**The task**
Reproduce verbatim everything from the beginning of the listing down to and including the line that contains "[[[31,246],[5,269],[240,268],[223,176],[147,154],[74,150]]]". Omit the picture from your reproduction.

**Records shown**

────────────────────

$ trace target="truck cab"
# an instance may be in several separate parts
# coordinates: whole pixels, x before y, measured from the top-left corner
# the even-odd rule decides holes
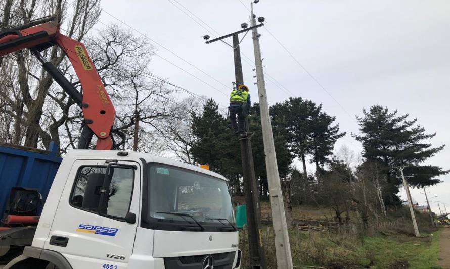
[[[31,246],[5,269],[240,268],[223,176],[147,154],[74,150]]]

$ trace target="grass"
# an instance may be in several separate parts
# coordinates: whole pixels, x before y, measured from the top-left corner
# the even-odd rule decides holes
[[[266,205],[261,203],[263,214]],[[327,211],[326,209],[302,206],[301,210],[294,208],[294,218],[300,217],[295,213],[296,210],[306,215],[307,218],[323,219],[330,216],[329,213],[322,213]],[[320,211],[322,212],[315,213]],[[408,218],[408,213],[401,209],[391,212],[385,221],[396,220],[396,226],[372,227],[364,232],[357,224],[358,228],[355,232],[343,229],[340,234],[290,230],[294,265],[332,269],[441,268],[437,265],[440,231],[430,227],[427,215],[420,214],[416,217],[421,237],[416,238],[412,232],[412,224]],[[356,218],[352,220],[357,221]],[[248,257],[246,232],[240,233],[240,247],[243,250],[243,262],[245,265],[246,257]],[[264,246],[267,267],[275,268],[274,234],[271,227],[264,226],[261,229],[261,238]],[[243,268],[248,267],[243,266]]]
[[[437,265],[440,231],[416,238],[411,236],[391,234],[366,237],[363,248],[371,253],[371,268],[398,267],[411,269],[440,268]]]
[[[333,269],[438,269],[440,231],[419,238],[392,233],[365,236],[291,231],[294,266]],[[241,233],[240,247],[246,260],[247,236]],[[267,268],[276,268],[272,230],[261,229]],[[244,268],[247,268],[244,266]]]

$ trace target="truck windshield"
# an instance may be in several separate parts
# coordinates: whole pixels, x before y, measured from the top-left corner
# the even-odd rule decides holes
[[[155,229],[235,231],[227,181],[173,166],[148,166],[149,217]]]

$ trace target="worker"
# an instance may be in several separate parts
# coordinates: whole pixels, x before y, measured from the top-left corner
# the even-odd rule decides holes
[[[230,94],[230,106],[228,107],[228,110],[230,111],[231,127],[235,134],[239,134],[244,136],[247,133],[245,129],[244,110],[243,106],[247,105],[249,107],[251,105],[248,87],[245,85],[238,85],[237,89],[234,89]],[[238,118],[237,123],[236,116]]]

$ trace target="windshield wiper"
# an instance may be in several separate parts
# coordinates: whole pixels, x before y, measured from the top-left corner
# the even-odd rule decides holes
[[[195,223],[197,224],[197,225],[198,225],[198,227],[200,227],[200,229],[201,229],[201,231],[205,230],[205,227],[204,227],[203,225],[200,224],[199,222],[197,221],[197,220],[196,220],[195,218],[194,218],[194,216],[193,216],[192,215],[191,215],[190,214],[187,214],[186,213],[179,213],[177,212],[164,212],[164,211],[157,212],[156,213],[158,213],[159,214],[170,214],[170,215],[180,216],[183,218],[183,220],[184,220],[185,221],[186,221],[186,222],[187,222],[189,223],[191,223],[190,222],[188,222],[188,221],[186,221],[186,220],[184,218],[183,218],[183,217],[189,217],[191,219],[192,219],[192,220],[194,222],[195,222]]]
[[[223,224],[223,223],[222,223],[220,221],[227,221],[227,222],[228,222],[228,223],[230,224],[231,227],[233,227],[233,229],[234,231],[238,230],[238,228],[237,228],[236,226],[233,225],[233,224],[231,223],[231,222],[230,222],[230,220],[228,220],[228,219],[226,219],[224,218],[207,218],[206,220],[216,220],[219,221],[222,224]]]

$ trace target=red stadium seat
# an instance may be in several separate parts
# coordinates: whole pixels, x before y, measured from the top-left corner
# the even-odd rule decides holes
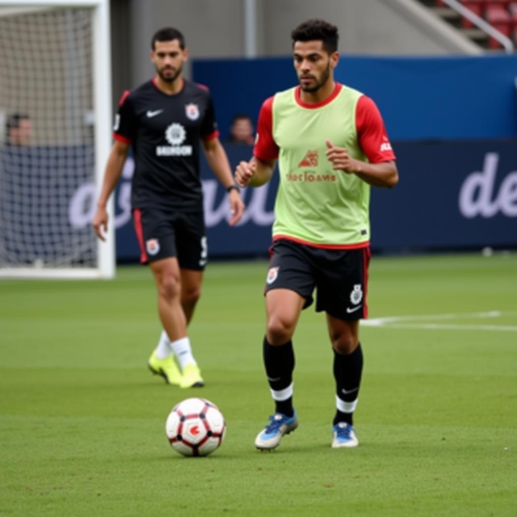
[[[484,0],[484,8],[489,7],[501,7],[503,9],[508,9],[510,5],[515,0]]]
[[[508,10],[512,21],[512,39],[513,44],[517,47],[517,2],[510,4]]]
[[[461,3],[464,7],[470,9],[475,14],[482,18],[484,11],[486,0],[462,0]],[[474,24],[464,17],[461,18],[461,26],[464,28],[472,28]]]
[[[508,9],[500,6],[487,6],[486,21],[494,28],[508,38],[511,38],[513,22]],[[493,38],[489,38],[489,48],[500,49],[501,44]]]

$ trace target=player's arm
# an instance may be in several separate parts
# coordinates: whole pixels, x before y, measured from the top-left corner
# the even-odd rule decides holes
[[[394,160],[370,163],[352,158],[346,149],[336,147],[329,140],[326,143],[327,158],[332,162],[334,170],[356,174],[374,187],[391,188],[398,183],[399,172]]]
[[[235,180],[241,187],[260,187],[273,175],[279,150],[273,136],[274,100],[274,97],[266,99],[258,114],[253,157],[249,162],[241,161],[235,170]]]
[[[235,169],[235,180],[241,187],[260,187],[271,179],[276,161],[264,161],[255,156],[249,162],[241,161]]]
[[[346,149],[327,140],[326,155],[332,169],[356,174],[374,187],[394,187],[399,181],[395,155],[381,112],[369,97],[363,95],[358,101],[355,121],[358,143],[368,162],[354,159]]]
[[[242,218],[245,206],[238,190],[231,188],[235,185],[235,183],[226,151],[218,138],[203,140],[203,146],[210,168],[224,187],[224,190],[228,192],[228,201],[230,207],[230,219],[228,223],[230,226],[233,226]]]
[[[108,231],[108,217],[106,205],[122,174],[122,169],[124,162],[126,161],[129,148],[129,143],[115,140],[106,164],[102,187],[92,222],[95,233],[101,240],[105,240],[104,236]]]

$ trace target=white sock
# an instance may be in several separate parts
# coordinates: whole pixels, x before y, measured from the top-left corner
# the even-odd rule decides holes
[[[165,330],[162,330],[160,336],[160,341],[156,347],[156,358],[157,359],[166,359],[173,353],[171,347],[171,340]]]
[[[190,348],[190,340],[188,337],[177,339],[172,341],[170,345],[171,348],[176,356],[176,358],[179,363],[181,370],[187,364],[197,365],[195,359],[192,355],[192,349]]]

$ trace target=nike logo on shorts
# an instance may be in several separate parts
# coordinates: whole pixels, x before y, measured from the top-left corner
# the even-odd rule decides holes
[[[150,110],[148,110],[145,114],[148,118],[152,118],[153,117],[156,117],[157,115],[159,115],[163,111],[163,110],[155,110],[154,111],[151,111]]]
[[[349,307],[346,308],[346,312],[349,314],[351,312],[355,312],[356,311],[358,311],[361,307],[362,305],[358,305],[357,307],[354,307],[351,309]]]

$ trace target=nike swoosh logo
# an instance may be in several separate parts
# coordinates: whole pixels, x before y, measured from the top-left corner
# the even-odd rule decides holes
[[[349,307],[346,308],[346,312],[349,314],[351,312],[355,312],[356,311],[358,311],[361,307],[362,305],[358,305],[357,307],[354,307],[353,309],[351,309]]]
[[[159,115],[163,111],[163,110],[156,110],[155,111],[151,111],[150,110],[149,110],[145,114],[147,116],[148,118],[152,118],[153,117],[156,117],[157,115]]]

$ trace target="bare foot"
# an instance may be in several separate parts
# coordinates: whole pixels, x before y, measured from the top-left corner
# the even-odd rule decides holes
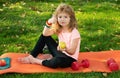
[[[34,58],[32,55],[29,55],[27,57],[18,58],[18,61],[26,64],[41,64],[43,60]]]

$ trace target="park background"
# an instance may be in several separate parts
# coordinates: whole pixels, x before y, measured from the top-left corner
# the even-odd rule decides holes
[[[29,53],[60,3],[71,5],[81,34],[80,52],[120,50],[119,0],[0,0],[0,55]],[[56,36],[53,36],[57,40]],[[47,51],[46,51],[47,52]],[[119,78],[120,72],[4,74],[0,78]]]

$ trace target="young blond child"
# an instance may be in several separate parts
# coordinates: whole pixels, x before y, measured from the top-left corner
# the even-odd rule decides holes
[[[58,43],[51,37],[53,34],[58,36]],[[60,4],[53,16],[46,21],[43,33],[30,55],[19,58],[19,62],[40,64],[51,68],[70,67],[72,62],[78,60],[80,41],[74,10],[70,5]],[[64,44],[60,45],[61,42]],[[52,57],[38,59],[37,56],[43,53],[45,45]]]

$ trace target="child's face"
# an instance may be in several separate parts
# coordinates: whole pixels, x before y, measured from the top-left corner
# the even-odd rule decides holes
[[[70,23],[70,16],[67,14],[67,13],[60,13],[58,14],[58,23],[61,25],[61,26],[68,26],[69,23]]]

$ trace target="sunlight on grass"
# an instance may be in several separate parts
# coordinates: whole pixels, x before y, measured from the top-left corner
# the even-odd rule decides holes
[[[81,34],[81,52],[119,50],[120,6],[118,0],[1,0],[0,1],[0,55],[6,52],[30,52],[45,21],[59,3],[71,4],[75,9]],[[52,36],[57,40],[55,35]],[[118,78],[118,72],[107,74]],[[2,78],[105,78],[102,73],[5,74]],[[106,77],[106,78],[107,78]]]

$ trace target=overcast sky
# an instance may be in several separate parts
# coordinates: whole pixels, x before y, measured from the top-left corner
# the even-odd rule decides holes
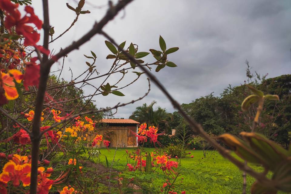
[[[42,18],[41,1],[32,1],[36,14]],[[80,15],[68,32],[49,45],[50,50],[58,52],[61,47],[65,48],[82,37],[95,21],[102,18],[108,8],[107,2],[86,0],[83,10],[89,9],[91,13]],[[76,1],[74,0],[49,1],[50,23],[55,27],[55,37],[69,26],[75,16],[66,7],[67,2],[76,6]],[[179,47],[178,51],[168,56],[168,59],[178,67],[166,66],[158,73],[154,71],[154,73],[181,104],[189,103],[212,92],[219,95],[229,84],[234,86],[243,83],[246,79],[246,59],[253,67],[253,73],[256,71],[261,74],[268,73],[268,78],[291,72],[289,0],[135,0],[104,30],[117,42],[126,40],[126,48],[132,42],[138,45],[139,51],[159,49],[160,34],[167,48]],[[70,80],[69,67],[75,77],[85,71],[88,67],[85,62],[90,61],[83,54],[90,55],[90,50],[97,55],[98,71],[101,74],[108,71],[113,59],[105,59],[110,52],[105,45],[105,40],[96,35],[79,50],[69,54],[65,60],[62,76]],[[146,62],[154,62],[150,55],[143,59]],[[61,67],[60,64],[55,63],[52,71]],[[136,77],[131,71],[119,84],[119,87]],[[110,83],[120,78],[121,74],[116,74],[109,80]],[[146,79],[143,75],[134,84],[121,90],[125,96],[98,95],[93,99],[97,107],[104,107],[138,98],[147,90]],[[99,86],[103,80],[90,83]],[[136,107],[153,100],[169,112],[174,111],[168,99],[152,83],[147,96],[119,108],[115,117],[128,118]],[[95,92],[92,88],[84,90],[87,95]]]

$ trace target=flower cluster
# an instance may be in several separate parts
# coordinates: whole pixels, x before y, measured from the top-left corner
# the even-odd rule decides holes
[[[102,135],[96,135],[96,136],[93,139],[93,142],[92,142],[92,146],[95,146],[96,145],[99,145],[100,144],[100,142],[102,141],[102,138],[103,136]]]
[[[30,184],[31,161],[27,156],[14,154],[12,159],[6,163],[0,174],[0,182],[7,184],[11,181],[15,187],[18,187],[21,181],[23,186]]]
[[[42,112],[42,116],[43,116],[43,112]],[[26,119],[29,121],[32,121],[34,118],[34,111],[32,110],[30,110],[28,113],[26,113],[24,115],[24,116],[26,117]],[[43,120],[43,117],[41,116],[40,120],[42,121]]]
[[[61,122],[61,121],[64,120],[70,115],[69,114],[67,114],[65,116],[62,117],[60,116],[59,115],[62,113],[62,112],[59,110],[56,111],[54,109],[52,109],[51,112],[54,115],[54,119],[57,122]]]
[[[10,181],[15,187],[19,186],[21,182],[24,187],[29,186],[30,184],[31,161],[30,158],[27,156],[14,154],[8,156],[7,158],[9,161],[4,165],[2,172],[0,174],[0,191],[1,193],[7,193],[6,187],[7,184]],[[61,183],[62,179],[67,174],[62,175],[62,173],[56,179],[52,180],[48,177],[50,176],[53,172],[52,168],[48,168],[46,170],[42,166],[38,168],[38,194],[48,194],[52,186]]]
[[[73,187],[70,187],[66,186],[63,188],[63,190],[60,192],[60,194],[72,194],[72,193],[77,193],[78,192],[75,191]]]
[[[7,99],[14,100],[18,98],[19,95],[13,80],[19,83],[23,78],[22,74],[17,69],[10,69],[7,73],[0,72],[0,88],[1,89],[0,90],[4,90],[4,95]],[[0,92],[2,94],[2,91]]]
[[[153,142],[154,144],[157,142],[158,144],[160,144],[158,141],[158,136],[163,135],[165,132],[157,133],[158,129],[154,126],[149,126],[148,129],[146,129],[146,123],[142,124],[138,129],[137,133],[133,132],[137,137],[138,142],[146,142],[148,139],[149,138],[151,142]]]

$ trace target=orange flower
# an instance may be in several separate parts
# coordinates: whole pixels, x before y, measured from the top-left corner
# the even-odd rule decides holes
[[[63,190],[61,192],[60,194],[71,194],[75,190],[73,187],[71,187],[68,189],[69,187],[66,186],[63,188]]]
[[[43,115],[43,112],[42,112],[42,116]],[[24,115],[24,116],[26,117],[27,120],[29,121],[31,121],[34,118],[34,111],[32,110],[28,112],[28,113],[26,113]],[[43,117],[40,117],[40,120],[42,121],[43,120]]]
[[[60,122],[61,120],[64,120],[69,115],[67,114],[67,115],[65,116],[59,116],[59,115],[61,114],[62,112],[59,110],[56,111],[54,109],[52,110],[52,112],[54,115],[54,119],[57,122]]]
[[[17,162],[22,163],[22,161]],[[20,185],[19,181],[21,181],[23,186],[29,186],[30,184],[31,169],[30,164],[17,164],[14,161],[10,160],[3,167],[2,172],[0,174],[0,181],[7,183],[11,181],[13,186],[18,187]]]
[[[99,145],[100,144],[100,142],[102,141],[102,138],[103,136],[102,135],[97,135],[92,142],[92,146],[95,146],[96,145]]]
[[[11,69],[8,73],[0,72],[0,87],[5,91],[5,95],[8,100],[14,100],[19,96],[15,87],[13,79],[17,83],[20,83],[22,79],[22,74],[17,69]]]
[[[85,117],[85,119],[87,121],[87,122],[89,123],[90,124],[94,124],[94,123],[93,122],[93,120],[90,118],[88,118],[88,117]]]
[[[157,164],[166,164],[167,163],[167,157],[164,155],[162,156],[157,156]]]
[[[74,165],[76,165],[77,162],[77,160],[76,159],[74,159]],[[69,165],[70,164],[72,164],[73,163],[73,159],[72,159],[71,158],[69,160],[69,162],[68,163],[68,164]]]

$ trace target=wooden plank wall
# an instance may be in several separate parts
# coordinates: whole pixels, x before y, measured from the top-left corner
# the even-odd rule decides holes
[[[97,132],[102,135],[103,140],[110,141],[109,147],[116,148],[118,142],[118,147],[124,148],[136,146],[136,137],[131,132],[135,132],[136,131],[136,126],[108,126],[102,127],[101,129],[97,130]],[[106,134],[109,135],[109,138],[106,137]],[[93,139],[95,136],[95,134],[88,135],[88,142]],[[87,146],[90,146],[90,145],[91,144],[89,144]],[[101,148],[106,147],[103,145],[103,142],[101,142],[100,146]]]

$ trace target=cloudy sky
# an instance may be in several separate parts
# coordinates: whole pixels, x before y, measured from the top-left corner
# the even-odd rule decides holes
[[[42,18],[41,1],[33,2],[36,14]],[[75,16],[67,8],[67,2],[76,6],[74,0],[49,1],[50,22],[55,27],[55,37],[69,26]],[[88,9],[91,13],[80,15],[68,33],[50,44],[51,50],[58,51],[82,37],[102,18],[108,8],[107,3],[105,0],[86,0],[83,9]],[[268,73],[268,77],[290,73],[290,18],[289,0],[135,0],[104,30],[117,42],[126,40],[126,48],[131,42],[138,45],[139,51],[159,49],[160,34],[167,48],[179,47],[178,51],[168,56],[178,67],[166,67],[154,74],[180,103],[189,103],[212,92],[218,95],[229,84],[234,86],[243,83],[246,79],[246,59],[253,72]],[[108,71],[113,59],[105,59],[110,52],[105,45],[105,40],[96,35],[79,50],[70,53],[65,59],[62,76],[70,80],[69,67],[75,77],[85,71],[88,67],[85,62],[90,61],[83,54],[89,55],[90,50],[97,55],[98,71],[101,74]],[[143,59],[146,62],[154,62],[150,55]],[[61,64],[55,63],[52,71],[61,67]],[[136,77],[131,71],[119,84],[119,87]],[[114,83],[121,75],[116,74],[109,82]],[[138,98],[147,90],[146,79],[143,75],[134,84],[121,90],[125,96],[98,95],[93,99],[98,107],[104,107]],[[99,79],[90,83],[99,86],[103,81]],[[84,90],[87,95],[95,92],[92,87]],[[147,96],[119,109],[115,117],[128,118],[135,107],[153,100],[169,112],[174,111],[153,83]]]

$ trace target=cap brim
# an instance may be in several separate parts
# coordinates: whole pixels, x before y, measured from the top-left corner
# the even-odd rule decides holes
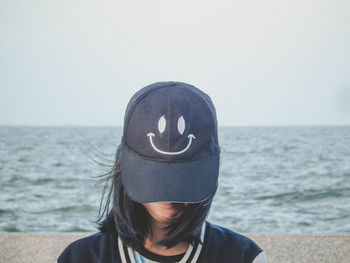
[[[126,193],[135,202],[201,202],[216,192],[219,154],[164,162],[144,158],[124,145],[121,173]]]

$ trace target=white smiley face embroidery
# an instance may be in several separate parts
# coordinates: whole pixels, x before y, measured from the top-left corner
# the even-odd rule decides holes
[[[164,115],[162,117],[159,118],[159,121],[158,121],[158,130],[159,132],[162,134],[165,130],[165,126],[166,126],[166,120],[165,120],[165,117]],[[179,119],[177,120],[177,130],[178,132],[182,135],[185,131],[185,119],[183,116],[180,116]],[[189,141],[188,141],[188,144],[187,146],[181,150],[181,151],[178,151],[178,152],[165,152],[165,151],[162,151],[162,150],[159,150],[153,143],[153,140],[152,140],[152,137],[155,136],[154,133],[150,132],[147,134],[147,136],[149,137],[149,141],[153,147],[154,150],[156,150],[157,152],[159,153],[162,153],[162,154],[171,154],[171,155],[176,155],[176,154],[181,154],[181,153],[184,153],[186,152],[190,146],[191,146],[191,143],[192,143],[192,139],[195,139],[196,137],[194,137],[194,135],[191,133],[187,136],[187,138],[189,138]]]

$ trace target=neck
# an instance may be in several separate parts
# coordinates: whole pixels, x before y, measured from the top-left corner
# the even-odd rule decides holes
[[[155,254],[162,256],[173,256],[185,253],[188,249],[189,242],[183,241],[171,248],[166,246],[160,246],[157,244],[158,241],[166,237],[166,232],[163,228],[167,225],[165,223],[157,222],[153,219],[150,220],[151,233],[146,238],[145,248]]]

────────────────────

**Full output**
$ trace target="truck cab"
# an instance may be in several separate parts
# coordinates: whole pixels, x before y, measured from the top-left corner
# the even-odd rule decides holes
[[[31,246],[5,269],[240,268],[223,176],[147,154],[74,150]]]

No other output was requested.